» **Given request**: Return each line of the material below word for word, omitting the pictures.

[Dataset items]
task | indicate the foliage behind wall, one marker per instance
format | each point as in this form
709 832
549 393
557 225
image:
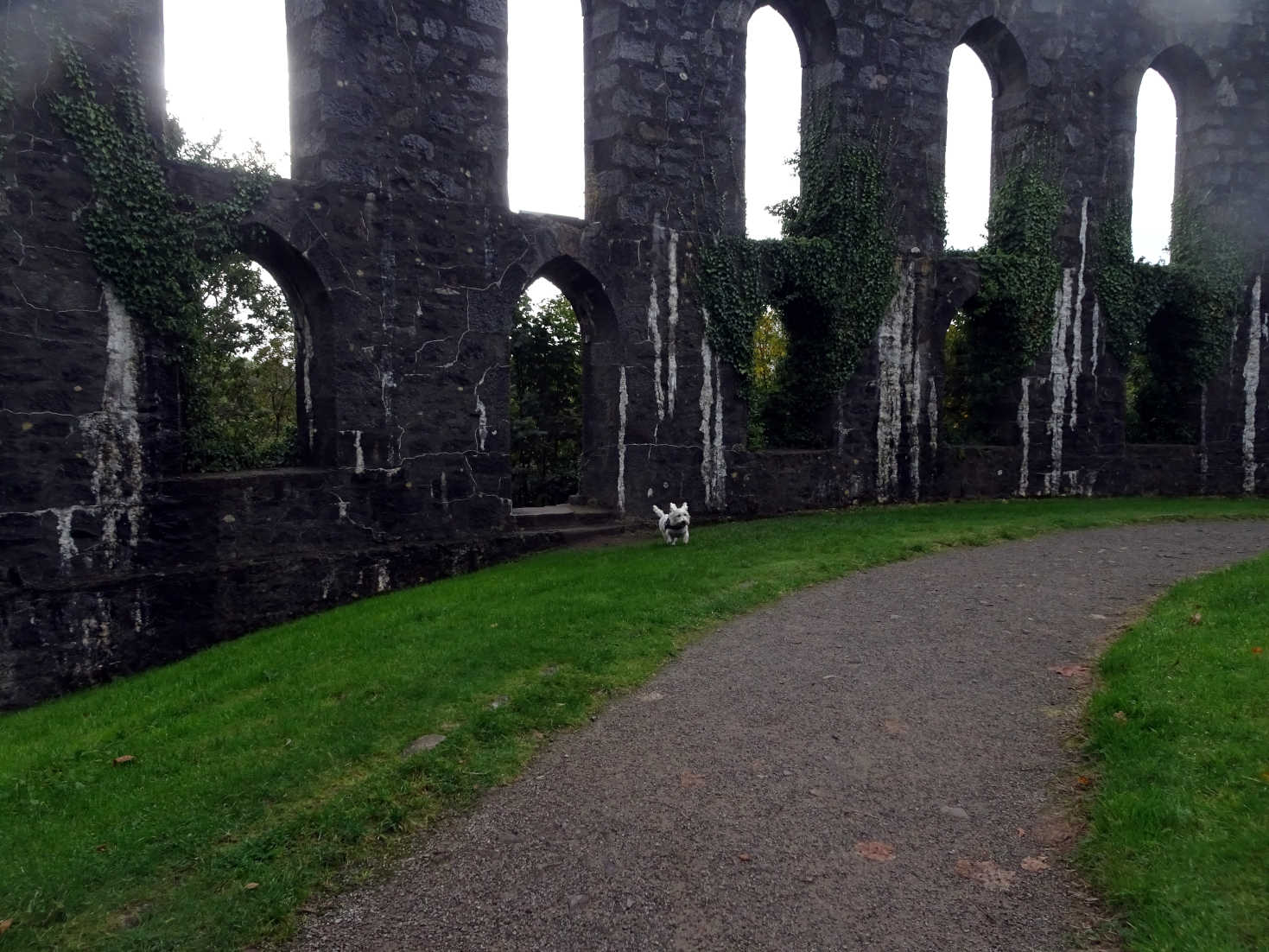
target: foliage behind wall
544 403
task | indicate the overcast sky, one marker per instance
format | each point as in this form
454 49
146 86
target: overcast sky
211 95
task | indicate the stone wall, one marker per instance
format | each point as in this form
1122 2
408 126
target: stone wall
403 265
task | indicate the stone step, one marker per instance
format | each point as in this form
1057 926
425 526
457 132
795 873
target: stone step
562 517
581 535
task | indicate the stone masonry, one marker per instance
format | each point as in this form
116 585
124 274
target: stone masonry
403 265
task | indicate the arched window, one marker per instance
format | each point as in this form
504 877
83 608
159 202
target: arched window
1154 176
968 150
211 95
238 384
773 107
546 168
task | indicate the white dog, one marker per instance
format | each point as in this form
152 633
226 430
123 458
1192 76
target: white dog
673 524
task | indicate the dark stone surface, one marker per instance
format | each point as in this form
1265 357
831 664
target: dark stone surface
403 264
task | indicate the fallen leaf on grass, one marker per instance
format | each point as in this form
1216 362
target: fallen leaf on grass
688 779
1070 670
876 851
987 873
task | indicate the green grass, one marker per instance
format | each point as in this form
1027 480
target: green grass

» **Exercise output**:
task | indicate the foliage behind wall, one marker per instance
format | each point as in this form
709 832
549 393
557 225
image:
target: foliage behind wall
544 403
task | indicate the overcast sky, one marker per instance
format | each point as in this form
454 49
146 86
target: overcast sky
211 95
task | indicate the stone wall, one marker per instance
format | each point as in this form
1122 2
408 126
target: stone wall
403 265
task | indicate the stone step, one marker per instance
format | each point as in this form
1057 926
425 526
457 132
795 873
target: stone step
562 517
581 535
task | indicate the stone masonry, one marker per instance
format | each point as in this form
116 585
124 274
target: stone masonry
403 265
task | indicate the arched window, one marker per instance
format | each point as in this form
504 877
83 608
159 202
target: arched window
1154 176
968 150
211 95
238 384
773 107
546 168
task | indicate the white dog, one marker per instance
format | each point as in this form
152 633
226 430
123 458
1192 76
target: white dog
673 524
task | indicate the dark stone surface, one marker per instance
format | each point as in this form
1265 357
831 664
target: dark stone surface
403 264
task | indicate the fallen leaf on grass, one marker per instance
format | each point as in this form
1216 362
target: fallen leaf on grass
688 779
1070 670
876 851
987 873
task | indicate the green grass, one marker per instance
format | each point as in this form
1027 480
target: green grass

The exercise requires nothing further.